## Compito assegnato
Mostra tutte le righe dei dati qui sotto in cui compare la parola "sunglasses".

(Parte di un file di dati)

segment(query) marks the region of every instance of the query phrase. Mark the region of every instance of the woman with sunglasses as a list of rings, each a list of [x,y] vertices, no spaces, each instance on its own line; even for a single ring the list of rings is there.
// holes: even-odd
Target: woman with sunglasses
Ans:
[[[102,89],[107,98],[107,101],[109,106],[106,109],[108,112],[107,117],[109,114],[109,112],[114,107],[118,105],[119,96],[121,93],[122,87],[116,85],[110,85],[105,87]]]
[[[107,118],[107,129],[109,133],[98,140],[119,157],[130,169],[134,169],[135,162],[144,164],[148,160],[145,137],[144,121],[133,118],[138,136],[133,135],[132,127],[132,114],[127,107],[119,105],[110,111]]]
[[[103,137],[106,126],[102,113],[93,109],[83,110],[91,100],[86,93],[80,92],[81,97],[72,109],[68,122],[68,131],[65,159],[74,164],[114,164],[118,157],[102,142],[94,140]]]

## Esercizio svolto
segment(query) marks the region of every instance of the query phrase. Mark the region of every instance of the woman with sunglasses as a list of rings, each a list of [x,y] vertices, no spaces, each instance on its own line; even for a single ring the list of rings is there.
Target: woman with sunglasses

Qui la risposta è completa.